THE PROBLEM
Copy out every line of the material below, character for character, apart from the pictures.

DATA FOR ANALYSIS

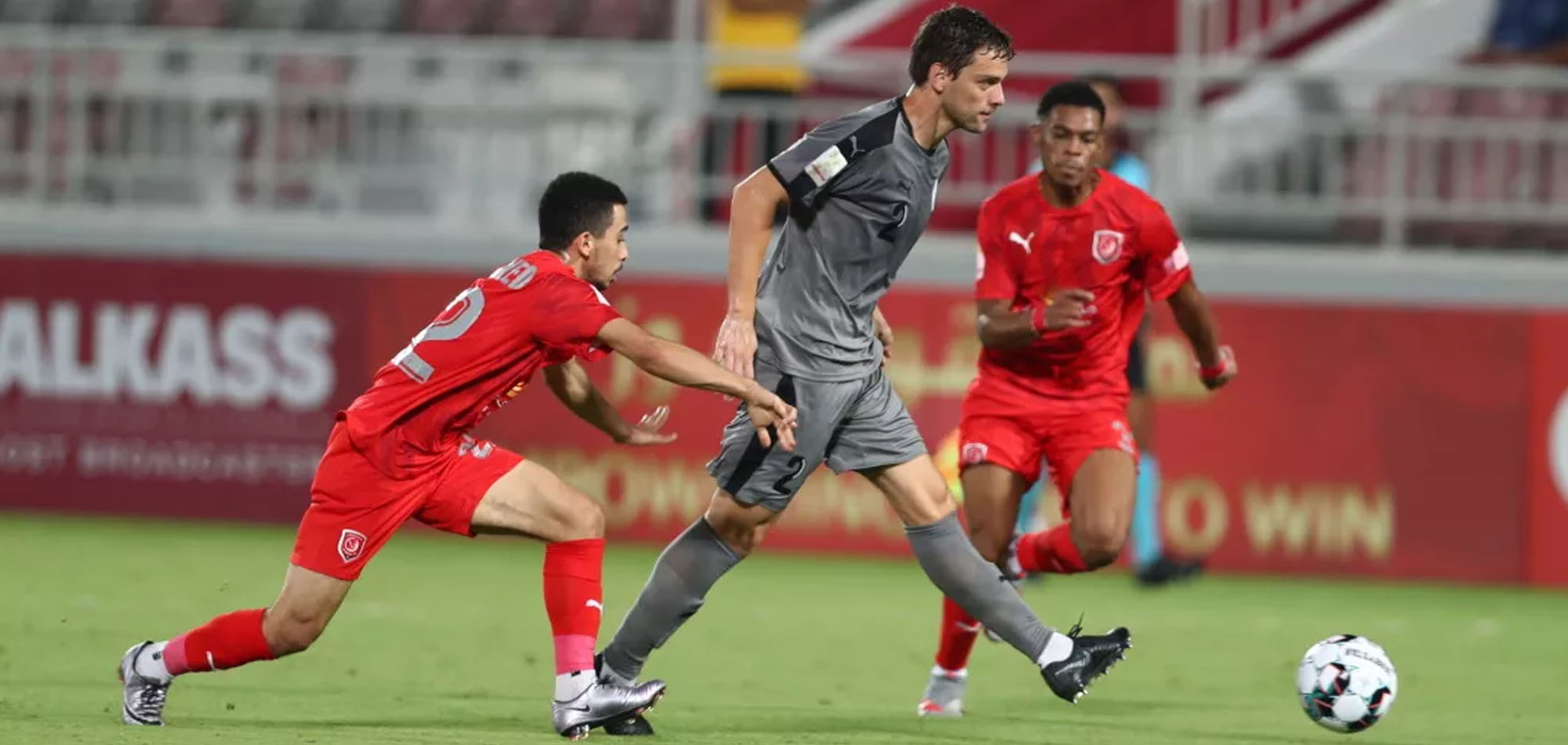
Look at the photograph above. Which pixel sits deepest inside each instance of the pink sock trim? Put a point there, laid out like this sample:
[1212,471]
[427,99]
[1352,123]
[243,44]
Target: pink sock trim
[573,653]
[175,656]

REPLY
Look at the photograph above. Which pixel sits deepest inside each instance of the pink sock trim? Put a point there, laid out like this sample:
[1212,471]
[427,99]
[1352,123]
[243,44]
Target: pink sock trim
[573,653]
[175,656]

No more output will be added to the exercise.